§ **待辦事項**
(1) 請重寫關於特蕾莎修女的文字中介於「特蕾莎修女常常強調耶穌在十字」與「旁邊,都有「我渴」這兩個字。」之間的部分（含這兩處），並將其中的「十字架」全部替換為「木架」。
(2) 關於特蕾莎修女的文字停在最後一句，請接著往下續寫。

§ **閱讀摘錄**

彌撒完了,一大堆的人要見她,我這才發現,特蕾莎修女沒有會客室,她就赤著腳站在教堂外的走廊上和每一位要和她見面的人談話,這些人沒有一位要求和她合影,雖然每人只談了幾分鐘,輪到我,已經過去了半小時,而在我後面,還有二十幾位在等著。

她的第一個特徵是絕對的貧窮。特蕾莎修女不僅為最窮的人服務,她還要求自己也成為窮人:只有三套衣服;不穿襪子,只穿涼鞋;住處除了電燈以外,惟一的電氣用具是電話(最近才裝的)。特蕾莎修女的工作中沒有電腦;沒有秘書替她安排時間、回信(信都由她親筆回);沒有任何公關人員;更沒有任何宣傳品。儘管這樣,特蕾莎修女的修會卻一直蓬勃發展,現在已有七千多位修女和修士們參加了這個仁愛修會。修士修女們宣誓終其一生要全心全意地為「最窮」的人服務。

特蕾莎修女常常強調耶穌在十字架上臨死前說的一句話「我渴」。對特蕾莎修女而言,耶穌當時代表了古往今來全人類中所有受苦受難的人。所謂「渴」不僅是生理上需要水喝,而且也代表人在受苦受難時最需要的是來自人類的愛和關懷。

特蕾莎修女成立了一百多個替窮人服務的處所,每個處所都有耶穌被釘在十字架上的苦像,而在十字架旁邊,都有「我渴」這兩個字。

§ **資料列**
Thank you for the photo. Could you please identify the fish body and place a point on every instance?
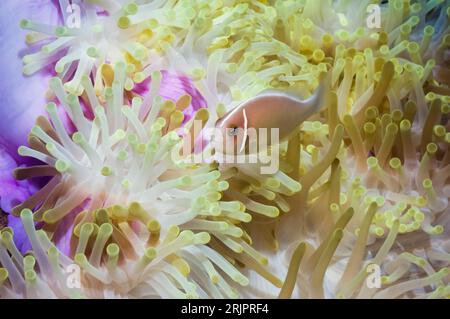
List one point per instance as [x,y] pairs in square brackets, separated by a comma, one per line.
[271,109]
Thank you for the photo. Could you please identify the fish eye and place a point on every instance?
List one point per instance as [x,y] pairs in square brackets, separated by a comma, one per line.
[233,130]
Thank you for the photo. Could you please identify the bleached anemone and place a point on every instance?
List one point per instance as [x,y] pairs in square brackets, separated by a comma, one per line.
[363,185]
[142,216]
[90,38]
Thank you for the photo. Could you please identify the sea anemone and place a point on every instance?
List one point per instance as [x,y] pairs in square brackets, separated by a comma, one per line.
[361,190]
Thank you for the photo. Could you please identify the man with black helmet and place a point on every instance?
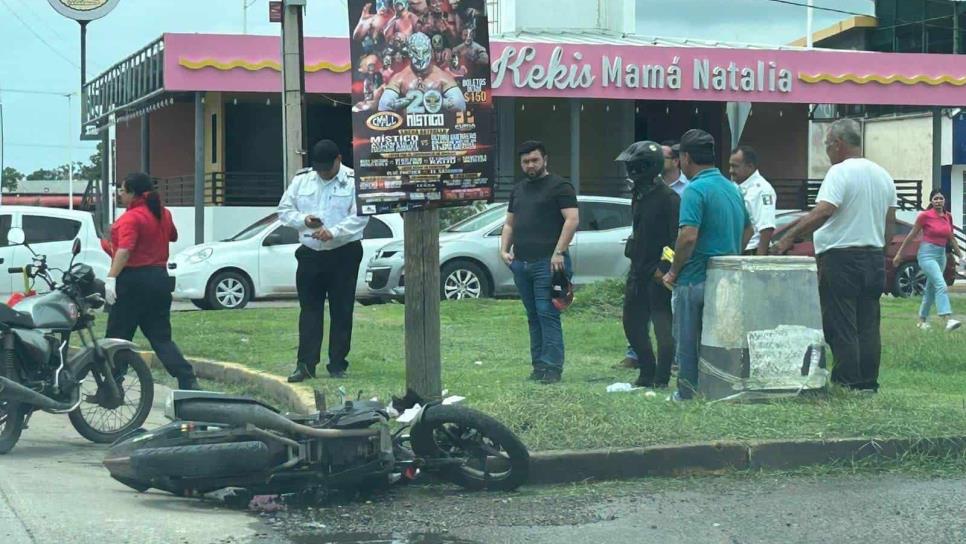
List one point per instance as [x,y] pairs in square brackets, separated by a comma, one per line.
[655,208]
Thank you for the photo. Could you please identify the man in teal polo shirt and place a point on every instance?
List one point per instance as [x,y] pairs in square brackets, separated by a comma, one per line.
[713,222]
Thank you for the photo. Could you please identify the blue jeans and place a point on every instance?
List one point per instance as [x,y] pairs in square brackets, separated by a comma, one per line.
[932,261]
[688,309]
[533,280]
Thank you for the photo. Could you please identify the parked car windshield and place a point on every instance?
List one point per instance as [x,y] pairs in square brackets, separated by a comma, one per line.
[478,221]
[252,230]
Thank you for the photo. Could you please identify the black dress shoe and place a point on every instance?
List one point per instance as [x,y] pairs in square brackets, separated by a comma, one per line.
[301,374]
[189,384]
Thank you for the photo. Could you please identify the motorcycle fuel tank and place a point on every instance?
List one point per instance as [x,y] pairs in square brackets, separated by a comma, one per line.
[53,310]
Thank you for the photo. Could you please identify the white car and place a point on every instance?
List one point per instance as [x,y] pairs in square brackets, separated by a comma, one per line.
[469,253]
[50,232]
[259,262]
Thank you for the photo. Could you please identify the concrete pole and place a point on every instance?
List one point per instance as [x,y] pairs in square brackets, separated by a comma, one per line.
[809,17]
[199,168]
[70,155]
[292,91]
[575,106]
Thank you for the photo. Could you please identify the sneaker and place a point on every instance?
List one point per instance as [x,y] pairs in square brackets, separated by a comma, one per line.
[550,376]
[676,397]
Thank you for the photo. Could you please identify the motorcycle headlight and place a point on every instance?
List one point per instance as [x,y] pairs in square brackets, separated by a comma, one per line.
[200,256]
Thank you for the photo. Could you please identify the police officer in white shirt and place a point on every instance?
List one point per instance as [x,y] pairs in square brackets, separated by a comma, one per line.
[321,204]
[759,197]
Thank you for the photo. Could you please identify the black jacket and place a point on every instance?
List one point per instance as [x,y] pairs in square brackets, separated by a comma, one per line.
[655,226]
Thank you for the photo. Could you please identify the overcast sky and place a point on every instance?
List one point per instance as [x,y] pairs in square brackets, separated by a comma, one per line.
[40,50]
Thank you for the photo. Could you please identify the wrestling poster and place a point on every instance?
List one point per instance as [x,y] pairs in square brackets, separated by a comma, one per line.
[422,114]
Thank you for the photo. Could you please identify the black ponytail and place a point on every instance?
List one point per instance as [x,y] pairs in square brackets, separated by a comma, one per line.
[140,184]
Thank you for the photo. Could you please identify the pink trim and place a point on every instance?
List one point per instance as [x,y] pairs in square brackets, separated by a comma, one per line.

§ **各題結果**
(1)
特蕾莎修女常常強調耶穌在木架上臨死前說的一句話「我渴」。對特蕾莎修女而言,耶穌當時代表了古往今來全人類中所有受苦受難的人。所謂「渴」不僅是生理上需要水喝,而且也代表人在受苦受難時最需要的是來自人類的愛和關懷。

特蕾莎修女成立了一百多個替窮人服務的處所,每個處所都有耶穌被釘在木架上的苦像,而在木架旁邊,都有「我渴」這兩個字。

(2)
特蕾莎的默想禱文是這樣說的∶

窮人餓了,不僅只希望有一塊麵包而已,更希望有人愛他

窮人赤身露體,不僅希望有人給他一塊布,更希望有人能給他人應有的尊嚴。

特蕾莎修女不只是一位社會工作者。為了服務最窮的人,她的修士修女們都要變成窮人,修士們連手錶都不準戴。只有如此,被修士修女們服務的窮人才會感到有一些尊嚴。

特蕾莎修女說她知道她不能解決人類中的貧困問題。這個問題,必須留給政治家、科學家和經濟學家慢慢地解決,可是她等不了,她知道世界上太多人過著毫無尊嚴的非人生活,她必須先照顧他們。因為修士修女們過著窮人的生活,特蕾莎修女不需大量的金錢。她從不募款,以她的聲望,只要她肯辦一次慈善晚飯,全世界的大公司都會捐錢,可是她永遠不肯。事實上特蕾莎修女更希望有人肯來做義工。在特蕾莎修女的默想文中,有一句話是我一直不能理解的:

一顆純潔的心會

自由地給予

自由地愛

直到它受到創傷

說實話,我一直不懂何謂「心靈受傷」。自見了特蕾莎修女的工作場所,參加了修士修女們的工作,才真正了解所謂「心靈受傷」和愛的關係。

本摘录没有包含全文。